____ Texte retenu

Oubliez le décorum. Jacques Leduc, cinéaste protéiforme, ne se formalise pas avec le prix Albert-Tessier, que vient de lui remettre le gouvernement du Québec pour l'ensemble de son oeuvre. Généreux, il pense plutôt à ses proches: «Mes amis sont très contents», assure-t-il. Autour d'un smoked meat sur l'avenue du Mont-Royal, le réalisateur d'On est loin du soleil, de Tendresse ordinaire et de La vie fantôme se raconte.

Après plus d'une heure d'entrevue, il s'étonne de s'être épanché. On en sera quittes pour une autre surprise, la nôtre, quand Jacques Leduc sort de son sac à dos un appareil photo (avec pellicule, s'il vous plaît) pour ajouter un cliché à ce qu'il nomme sa «façon paresseuse de tenir un journal» depuis plusieurs dizaines d'années.

«Ce n'est pas ma nature d'être nostalgique», prévient-il. Certes. Le réalisateur admet toutefois une inclinaison à la nostalgie, surtout depuis qu'il enfile les entrevues pour le prix Albert-Tessier, et en regardant ses photos. Revoir ses compagnons de l'ONF aujourd'hui disparus lui inspire ce commentaire: «Moi, la mort, je m'en câlisse. C'est la mort des autres qui est épouvantable, pas la sienne.»

Jacques Leduc a toutefois son chasse spleen: «Je vais aller jouer au ping-pong, ça ira mieux», dit-il. Très jeune homme, il évoque les parties de ping-pong, donc, mais aussi les amis, la musique: bref, un certain art de vivre. Il ne tourne plus - pour le moment - mais ne s'en fait pas: «Je dis pas que ça me plaît pas de lire des romans le matin, et de me coucher tard le soir», rit-il.

Cinéaste de premier plan, Jacques Leduc a côtoyé les plus grands réalisateurs québécois au cours de sa carrière, entamée dans les années 60 à l'ONF. «C'était l'invention du langage cinématographique. Tu ne pouvais pas trouver une meilleure place, sauf, peut-être, à Hollywood. Et encore!» se souvient-il.

________
____ Données enregistrées

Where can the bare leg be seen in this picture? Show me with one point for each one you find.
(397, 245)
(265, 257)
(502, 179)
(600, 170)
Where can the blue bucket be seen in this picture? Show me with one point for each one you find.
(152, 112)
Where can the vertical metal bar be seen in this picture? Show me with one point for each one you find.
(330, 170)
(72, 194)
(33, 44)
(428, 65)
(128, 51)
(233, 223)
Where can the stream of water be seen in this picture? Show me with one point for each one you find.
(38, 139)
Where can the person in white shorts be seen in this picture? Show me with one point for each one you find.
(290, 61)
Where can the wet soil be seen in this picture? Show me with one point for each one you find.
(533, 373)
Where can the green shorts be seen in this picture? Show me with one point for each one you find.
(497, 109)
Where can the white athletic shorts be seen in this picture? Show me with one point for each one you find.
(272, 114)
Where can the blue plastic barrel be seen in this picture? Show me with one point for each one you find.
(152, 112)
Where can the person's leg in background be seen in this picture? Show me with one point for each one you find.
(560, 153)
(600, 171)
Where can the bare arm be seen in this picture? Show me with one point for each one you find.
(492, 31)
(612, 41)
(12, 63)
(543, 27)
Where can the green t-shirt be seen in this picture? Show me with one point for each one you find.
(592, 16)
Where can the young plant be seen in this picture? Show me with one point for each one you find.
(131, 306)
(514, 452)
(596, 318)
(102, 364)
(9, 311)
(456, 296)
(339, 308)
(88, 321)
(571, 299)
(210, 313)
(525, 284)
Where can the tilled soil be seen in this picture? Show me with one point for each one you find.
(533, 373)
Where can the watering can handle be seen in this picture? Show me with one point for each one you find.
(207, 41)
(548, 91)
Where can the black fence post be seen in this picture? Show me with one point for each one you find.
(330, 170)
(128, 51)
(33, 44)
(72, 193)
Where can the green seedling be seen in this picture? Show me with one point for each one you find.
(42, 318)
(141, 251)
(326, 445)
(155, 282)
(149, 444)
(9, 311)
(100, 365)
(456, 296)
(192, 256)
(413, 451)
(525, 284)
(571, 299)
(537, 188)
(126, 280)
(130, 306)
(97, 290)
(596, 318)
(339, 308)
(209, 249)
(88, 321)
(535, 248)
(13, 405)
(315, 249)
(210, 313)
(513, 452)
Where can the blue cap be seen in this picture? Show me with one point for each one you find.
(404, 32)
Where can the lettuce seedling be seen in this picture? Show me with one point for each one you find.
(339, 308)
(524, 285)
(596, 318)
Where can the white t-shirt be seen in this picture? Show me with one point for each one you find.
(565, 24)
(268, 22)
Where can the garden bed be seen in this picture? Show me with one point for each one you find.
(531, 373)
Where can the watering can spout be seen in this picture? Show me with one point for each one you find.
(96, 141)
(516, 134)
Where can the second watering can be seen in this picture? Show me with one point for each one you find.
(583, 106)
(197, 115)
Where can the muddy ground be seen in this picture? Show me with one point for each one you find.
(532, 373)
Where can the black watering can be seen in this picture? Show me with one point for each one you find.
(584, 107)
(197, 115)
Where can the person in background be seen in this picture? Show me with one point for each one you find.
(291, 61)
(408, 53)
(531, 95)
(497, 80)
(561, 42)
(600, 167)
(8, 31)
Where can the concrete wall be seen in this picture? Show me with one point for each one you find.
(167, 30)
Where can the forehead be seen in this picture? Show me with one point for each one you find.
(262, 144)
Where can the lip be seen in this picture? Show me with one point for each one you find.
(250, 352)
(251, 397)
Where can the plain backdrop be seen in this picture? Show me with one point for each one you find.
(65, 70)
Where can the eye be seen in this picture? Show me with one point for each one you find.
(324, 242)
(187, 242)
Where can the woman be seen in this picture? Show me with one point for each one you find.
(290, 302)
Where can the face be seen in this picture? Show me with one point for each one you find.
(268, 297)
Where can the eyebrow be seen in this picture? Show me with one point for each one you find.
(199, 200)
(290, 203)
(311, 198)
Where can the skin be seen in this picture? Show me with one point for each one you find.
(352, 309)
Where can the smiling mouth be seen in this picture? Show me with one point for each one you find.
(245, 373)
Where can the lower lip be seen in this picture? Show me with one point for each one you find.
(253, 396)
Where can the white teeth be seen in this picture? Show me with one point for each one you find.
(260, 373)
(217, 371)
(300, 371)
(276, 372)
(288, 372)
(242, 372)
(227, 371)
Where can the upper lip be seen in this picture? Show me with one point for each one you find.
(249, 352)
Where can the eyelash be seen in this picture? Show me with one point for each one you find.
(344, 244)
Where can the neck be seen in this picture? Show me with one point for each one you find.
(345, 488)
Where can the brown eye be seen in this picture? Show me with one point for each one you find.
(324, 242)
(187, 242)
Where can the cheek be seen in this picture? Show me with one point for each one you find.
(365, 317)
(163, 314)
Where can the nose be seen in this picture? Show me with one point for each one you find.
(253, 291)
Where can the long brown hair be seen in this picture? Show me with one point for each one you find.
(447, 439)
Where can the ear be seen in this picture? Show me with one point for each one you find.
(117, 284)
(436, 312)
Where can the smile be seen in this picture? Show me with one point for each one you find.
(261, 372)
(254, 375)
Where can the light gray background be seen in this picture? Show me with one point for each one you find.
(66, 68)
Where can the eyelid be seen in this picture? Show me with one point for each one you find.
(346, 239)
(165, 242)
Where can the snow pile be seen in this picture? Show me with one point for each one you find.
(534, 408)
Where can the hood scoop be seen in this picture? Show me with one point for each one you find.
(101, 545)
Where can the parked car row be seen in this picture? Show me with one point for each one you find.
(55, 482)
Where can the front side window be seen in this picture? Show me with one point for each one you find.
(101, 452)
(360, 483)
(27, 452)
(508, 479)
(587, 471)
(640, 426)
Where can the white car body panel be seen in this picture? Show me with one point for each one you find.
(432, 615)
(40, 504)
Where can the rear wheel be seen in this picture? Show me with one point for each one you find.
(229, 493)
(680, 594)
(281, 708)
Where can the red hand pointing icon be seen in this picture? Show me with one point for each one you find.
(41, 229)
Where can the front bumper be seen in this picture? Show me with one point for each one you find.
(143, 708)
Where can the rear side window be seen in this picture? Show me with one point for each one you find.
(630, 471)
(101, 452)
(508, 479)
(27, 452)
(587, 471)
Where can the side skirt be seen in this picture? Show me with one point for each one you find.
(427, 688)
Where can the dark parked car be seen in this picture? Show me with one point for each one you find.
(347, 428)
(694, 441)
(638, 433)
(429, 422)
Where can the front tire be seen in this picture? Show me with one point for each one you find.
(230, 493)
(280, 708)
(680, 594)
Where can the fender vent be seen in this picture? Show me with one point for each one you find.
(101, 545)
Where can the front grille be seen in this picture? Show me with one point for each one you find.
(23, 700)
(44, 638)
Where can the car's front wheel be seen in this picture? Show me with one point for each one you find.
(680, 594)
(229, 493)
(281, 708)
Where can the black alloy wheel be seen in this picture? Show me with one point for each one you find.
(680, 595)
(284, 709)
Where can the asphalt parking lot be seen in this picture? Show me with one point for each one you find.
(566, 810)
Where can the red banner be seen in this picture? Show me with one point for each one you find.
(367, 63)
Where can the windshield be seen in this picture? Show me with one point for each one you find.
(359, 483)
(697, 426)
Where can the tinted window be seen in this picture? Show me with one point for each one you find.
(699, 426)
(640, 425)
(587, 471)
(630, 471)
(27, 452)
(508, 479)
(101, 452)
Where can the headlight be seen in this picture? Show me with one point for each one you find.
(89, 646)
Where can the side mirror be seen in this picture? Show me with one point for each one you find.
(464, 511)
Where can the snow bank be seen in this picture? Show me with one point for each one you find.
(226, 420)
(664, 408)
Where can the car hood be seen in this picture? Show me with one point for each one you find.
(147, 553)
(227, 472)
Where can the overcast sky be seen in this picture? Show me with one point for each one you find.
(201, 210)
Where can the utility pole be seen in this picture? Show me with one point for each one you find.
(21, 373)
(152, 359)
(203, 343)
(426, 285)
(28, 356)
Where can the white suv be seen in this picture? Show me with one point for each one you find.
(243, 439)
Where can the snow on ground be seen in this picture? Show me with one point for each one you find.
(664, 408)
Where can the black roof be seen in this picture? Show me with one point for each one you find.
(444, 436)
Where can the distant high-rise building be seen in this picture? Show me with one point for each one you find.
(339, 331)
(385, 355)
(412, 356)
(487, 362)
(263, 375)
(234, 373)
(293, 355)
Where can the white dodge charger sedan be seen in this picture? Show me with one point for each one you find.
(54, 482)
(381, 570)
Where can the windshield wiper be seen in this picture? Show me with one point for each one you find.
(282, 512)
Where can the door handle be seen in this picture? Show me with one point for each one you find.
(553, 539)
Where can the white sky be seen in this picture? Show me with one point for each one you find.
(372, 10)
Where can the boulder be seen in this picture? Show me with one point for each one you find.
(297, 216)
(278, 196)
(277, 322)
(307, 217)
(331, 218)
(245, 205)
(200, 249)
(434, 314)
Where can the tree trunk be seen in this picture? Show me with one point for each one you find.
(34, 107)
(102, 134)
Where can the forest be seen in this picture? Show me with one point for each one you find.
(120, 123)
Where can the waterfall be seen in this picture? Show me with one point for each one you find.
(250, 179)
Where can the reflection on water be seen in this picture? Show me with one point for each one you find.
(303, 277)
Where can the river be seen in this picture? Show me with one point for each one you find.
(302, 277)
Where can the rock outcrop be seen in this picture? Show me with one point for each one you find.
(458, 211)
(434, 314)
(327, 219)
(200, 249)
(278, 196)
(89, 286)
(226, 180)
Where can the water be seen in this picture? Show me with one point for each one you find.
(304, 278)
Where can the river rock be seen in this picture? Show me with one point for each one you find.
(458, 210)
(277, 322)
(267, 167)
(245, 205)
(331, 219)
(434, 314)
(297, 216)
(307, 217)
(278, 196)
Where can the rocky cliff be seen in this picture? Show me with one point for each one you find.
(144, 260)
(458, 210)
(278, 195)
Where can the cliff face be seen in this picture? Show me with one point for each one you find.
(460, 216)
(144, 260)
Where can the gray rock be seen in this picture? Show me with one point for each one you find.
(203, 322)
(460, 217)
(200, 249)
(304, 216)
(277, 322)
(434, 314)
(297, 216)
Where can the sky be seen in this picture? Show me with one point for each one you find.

________

Consigne 1 – Selon l'article consacré à Jacques Leduc, quel prix le gouvernement du Québec vient-il de lui remettre ?
Consigne 2 – Rédigez la suite de l'article consacré à Jacques Leduc, en reprenant après sa dernière phrase.

Résultat de l'exercice 1 – Le prix Albert-Tessier, pour l'ensemble de son oeuvre.

Résultat de l'exercice 2 –
Il réalise On est loin du soleil, mais aussi Alegria, Chronique de la vie quotidienne, Le temps des cigales, L'enfant sur le lac et La vie fantôme. Il voue au Dernier glacier une affection toute particulière: «C'est la Côte-Nord, la Gaspésie. C'est pour nous ce que le Far West est aux Américains», dit-il.

Certains de ses films sont des classiques. Ne comptez pas sur lui pour s'en émouvoir: «Il n'y a pas de plaisir singulier à revoir son travail. Moi, je ne revois pas mes films», dit-il. Quant à la paternité de son oeuvre, Jacques Leduc opte pour le profil bas. «C'est un truc d'équipe: la responsabilité est extrêmement partagée», raconte-t-il.

Lui-même a prêté main-forte à la caméra pour Fernand Dansereau, Denys Arcand, Jean-Pierre Lefebvre, Tahani Rached, Sylvie Groulx, Sylvain L'Espérance, Serge Giguère ou Jeanne Crépeau, y compris après son départ de l'ONF, en 1990. Ses collaborations ont ralenti ces derniers temps. Rien d'étonnant, d'après lui: «Il y a des jeunes qui sont pas pires, merci.»

Jacques Leduc n'en finit pas moins d'observer les changements techniques à l'oeuvre dans le septième art: «Ça me sidère, cette vitesse de changement», dit-il. Plus tard, il observe: «Le milieu du cinéma a changé, la cinématographie aussi a changé. Je peux-tu te dire que j'en ai jusque-là des gros plans? Il y a des films qui ne sont que de la télé, en un peu mieux.»

Au fil de la conversation, on peut saisir certains étonnements qui nourrissent toujours le réalisateur: l'absence de débat politique au Québec («Des débats? Où, des débats?» demande-t-il) ou encore l'actuelle crise économique et le refinancement, à même les deniers publics, des banques («le vol est légal», croit-il).

S'il fallait chercher un message dans l'oeuvre du réalisateur, il ne saurait être autre que sa propre voix. «Dans le fond, je suis un vieux socialiste, dit-il, même si je suis vénal, et que comme tout le monde, je regarde mes comptes en banque. Alors, quand je tourne, je peux pas faire autrement que de penser comme je pense. Y en a pas de message, mais on parle avec la voix qu'on a.»

Jacques Leduc n'exclut pas de revenir derrière la caméra. «Y a-tu quelque chose de définitif dans la vie, à part le dernier souffle? Je dis souvent que si je lisais un bon scénario, je l'accepterais. Pour le plaisir», sourit-il.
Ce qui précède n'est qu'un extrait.